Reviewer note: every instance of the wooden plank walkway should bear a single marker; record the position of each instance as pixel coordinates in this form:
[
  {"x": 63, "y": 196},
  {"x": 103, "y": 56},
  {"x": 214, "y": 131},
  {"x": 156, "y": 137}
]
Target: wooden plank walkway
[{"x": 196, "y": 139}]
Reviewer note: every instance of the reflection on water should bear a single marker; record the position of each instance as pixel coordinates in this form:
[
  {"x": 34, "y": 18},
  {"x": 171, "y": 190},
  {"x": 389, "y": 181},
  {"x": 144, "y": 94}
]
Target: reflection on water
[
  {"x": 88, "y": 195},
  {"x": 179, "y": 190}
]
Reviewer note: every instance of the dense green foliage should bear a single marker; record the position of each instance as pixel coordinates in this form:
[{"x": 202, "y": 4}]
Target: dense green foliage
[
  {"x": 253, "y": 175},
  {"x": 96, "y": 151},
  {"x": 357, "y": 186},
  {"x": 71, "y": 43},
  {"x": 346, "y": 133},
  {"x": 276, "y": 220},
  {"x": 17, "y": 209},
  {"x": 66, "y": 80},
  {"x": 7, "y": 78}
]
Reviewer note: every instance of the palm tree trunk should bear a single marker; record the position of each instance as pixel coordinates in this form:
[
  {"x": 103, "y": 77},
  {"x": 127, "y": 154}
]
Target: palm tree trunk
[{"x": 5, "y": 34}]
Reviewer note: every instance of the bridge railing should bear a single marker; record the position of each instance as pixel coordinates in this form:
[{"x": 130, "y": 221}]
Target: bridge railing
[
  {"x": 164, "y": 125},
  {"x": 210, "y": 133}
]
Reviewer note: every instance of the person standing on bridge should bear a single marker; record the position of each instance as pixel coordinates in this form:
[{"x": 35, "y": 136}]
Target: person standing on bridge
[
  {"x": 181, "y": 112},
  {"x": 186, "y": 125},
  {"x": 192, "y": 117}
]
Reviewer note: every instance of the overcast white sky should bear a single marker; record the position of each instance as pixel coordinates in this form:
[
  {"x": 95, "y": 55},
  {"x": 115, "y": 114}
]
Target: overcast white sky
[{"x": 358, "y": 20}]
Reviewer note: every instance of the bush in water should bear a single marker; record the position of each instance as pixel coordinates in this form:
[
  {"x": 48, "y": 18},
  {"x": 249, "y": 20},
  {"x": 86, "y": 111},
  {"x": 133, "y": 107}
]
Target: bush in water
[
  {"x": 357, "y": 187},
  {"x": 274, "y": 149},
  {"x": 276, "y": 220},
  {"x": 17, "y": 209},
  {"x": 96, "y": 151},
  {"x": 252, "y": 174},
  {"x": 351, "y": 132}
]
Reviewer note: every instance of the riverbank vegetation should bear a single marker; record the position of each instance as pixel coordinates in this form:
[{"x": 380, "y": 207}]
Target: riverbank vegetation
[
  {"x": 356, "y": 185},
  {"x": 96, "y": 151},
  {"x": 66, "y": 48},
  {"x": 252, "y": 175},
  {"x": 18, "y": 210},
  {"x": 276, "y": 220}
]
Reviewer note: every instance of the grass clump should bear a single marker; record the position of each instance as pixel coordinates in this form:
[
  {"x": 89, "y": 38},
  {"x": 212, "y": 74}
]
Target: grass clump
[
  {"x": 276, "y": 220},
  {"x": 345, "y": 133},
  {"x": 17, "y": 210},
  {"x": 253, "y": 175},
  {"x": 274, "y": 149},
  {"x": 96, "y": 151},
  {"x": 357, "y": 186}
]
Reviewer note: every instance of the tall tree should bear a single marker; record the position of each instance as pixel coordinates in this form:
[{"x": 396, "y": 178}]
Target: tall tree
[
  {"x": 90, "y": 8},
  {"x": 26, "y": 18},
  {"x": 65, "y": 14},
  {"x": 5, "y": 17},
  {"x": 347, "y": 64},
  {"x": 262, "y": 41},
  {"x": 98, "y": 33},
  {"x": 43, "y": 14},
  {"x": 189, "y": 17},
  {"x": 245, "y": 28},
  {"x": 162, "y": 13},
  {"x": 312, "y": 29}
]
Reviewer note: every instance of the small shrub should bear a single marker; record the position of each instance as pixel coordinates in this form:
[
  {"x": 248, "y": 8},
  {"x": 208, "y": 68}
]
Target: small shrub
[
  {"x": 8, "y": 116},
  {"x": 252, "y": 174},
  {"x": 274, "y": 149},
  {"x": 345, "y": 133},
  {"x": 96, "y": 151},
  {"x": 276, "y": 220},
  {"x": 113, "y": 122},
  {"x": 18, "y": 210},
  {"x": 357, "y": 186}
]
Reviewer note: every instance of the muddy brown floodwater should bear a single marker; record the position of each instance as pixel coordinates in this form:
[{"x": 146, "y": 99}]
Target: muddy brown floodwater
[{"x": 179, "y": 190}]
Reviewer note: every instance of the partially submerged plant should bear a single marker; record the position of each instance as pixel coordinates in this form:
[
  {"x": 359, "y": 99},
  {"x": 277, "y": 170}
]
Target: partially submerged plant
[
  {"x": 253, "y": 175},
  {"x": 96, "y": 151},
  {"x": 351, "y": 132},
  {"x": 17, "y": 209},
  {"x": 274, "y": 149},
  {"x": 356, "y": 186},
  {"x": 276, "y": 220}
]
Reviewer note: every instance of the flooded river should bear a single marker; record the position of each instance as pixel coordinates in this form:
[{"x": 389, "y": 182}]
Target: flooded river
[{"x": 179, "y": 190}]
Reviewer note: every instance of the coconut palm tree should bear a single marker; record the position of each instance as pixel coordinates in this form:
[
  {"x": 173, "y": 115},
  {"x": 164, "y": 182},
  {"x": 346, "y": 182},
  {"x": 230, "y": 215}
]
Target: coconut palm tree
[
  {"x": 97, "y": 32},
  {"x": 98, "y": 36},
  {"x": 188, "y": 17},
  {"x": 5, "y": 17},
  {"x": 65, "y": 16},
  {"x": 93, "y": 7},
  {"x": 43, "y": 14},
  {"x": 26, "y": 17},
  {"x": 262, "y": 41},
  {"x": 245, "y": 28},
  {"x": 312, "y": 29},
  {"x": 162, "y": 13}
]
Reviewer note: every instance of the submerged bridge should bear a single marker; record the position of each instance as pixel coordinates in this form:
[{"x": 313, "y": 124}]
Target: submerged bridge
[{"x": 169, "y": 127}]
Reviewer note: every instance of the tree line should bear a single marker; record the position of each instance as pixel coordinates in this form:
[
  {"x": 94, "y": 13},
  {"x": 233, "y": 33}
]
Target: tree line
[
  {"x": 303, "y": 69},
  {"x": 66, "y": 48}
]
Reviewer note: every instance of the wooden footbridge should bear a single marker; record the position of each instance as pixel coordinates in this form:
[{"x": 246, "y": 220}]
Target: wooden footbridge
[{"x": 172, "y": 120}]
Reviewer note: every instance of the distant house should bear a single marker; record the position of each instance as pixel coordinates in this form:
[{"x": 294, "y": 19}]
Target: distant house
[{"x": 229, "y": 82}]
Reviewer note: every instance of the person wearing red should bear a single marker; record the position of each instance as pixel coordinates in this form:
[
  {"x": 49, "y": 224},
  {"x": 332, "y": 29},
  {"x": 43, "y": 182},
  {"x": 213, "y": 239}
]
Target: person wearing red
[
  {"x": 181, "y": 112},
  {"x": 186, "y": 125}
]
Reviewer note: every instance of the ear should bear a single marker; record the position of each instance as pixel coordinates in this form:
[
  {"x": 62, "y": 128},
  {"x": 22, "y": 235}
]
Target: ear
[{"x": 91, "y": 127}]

-=-=-=-=-

Job: Could you output the lines of the entries as a numbered list, leaving out blank lines, starting with the line that contains "Reviewer note: every instance of the submerged" and going on through the last line of the entries?

Solution:
1. Reviewer note: every instance of the submerged bridge should bear a single marker; record the position of each instance as pixel coordinates in this form:
2. [{"x": 313, "y": 124}]
3. Target: submerged bridge
4. [{"x": 169, "y": 127}]
5. Reviewer note: every instance of the tree line should bear a single marker; record the position of each instance as pixel coordinates in this form:
6. [
7.   {"x": 94, "y": 13},
8.   {"x": 233, "y": 33}
9. ]
10. Target: tree line
11. [
12.   {"x": 303, "y": 69},
13.   {"x": 66, "y": 48}
14. ]
15. Reviewer note: every instance of the wooden footbridge should bear a single marker; record the position of each instance as pixel coordinates in this form:
16. [{"x": 246, "y": 220}]
17. Target: wooden footbridge
18. [{"x": 172, "y": 120}]
19. Reviewer note: every instance of the distant house should bear a single marker; record the position of each instance as pixel coordinates in this form:
20. [{"x": 294, "y": 19}]
21. Target: distant house
22. [{"x": 229, "y": 82}]
23. Reviewer note: every instance of the person wearing red should bear a single marker; record the position of each instance as pixel coordinates in this form:
24. [
25.   {"x": 49, "y": 224},
26.   {"x": 332, "y": 29},
27.   {"x": 43, "y": 182},
28.   {"x": 213, "y": 239}
29. ]
30. Target: person wearing red
31. [
32.   {"x": 181, "y": 112},
33.   {"x": 186, "y": 125}
34. ]
35. Reviewer note: every instance of the ear should bear a single marker; record the position of each instance as pixel coordinates in this form:
36. [
37.   {"x": 62, "y": 128},
38.   {"x": 22, "y": 235}
39. ]
40. Target: ear
41. [{"x": 91, "y": 127}]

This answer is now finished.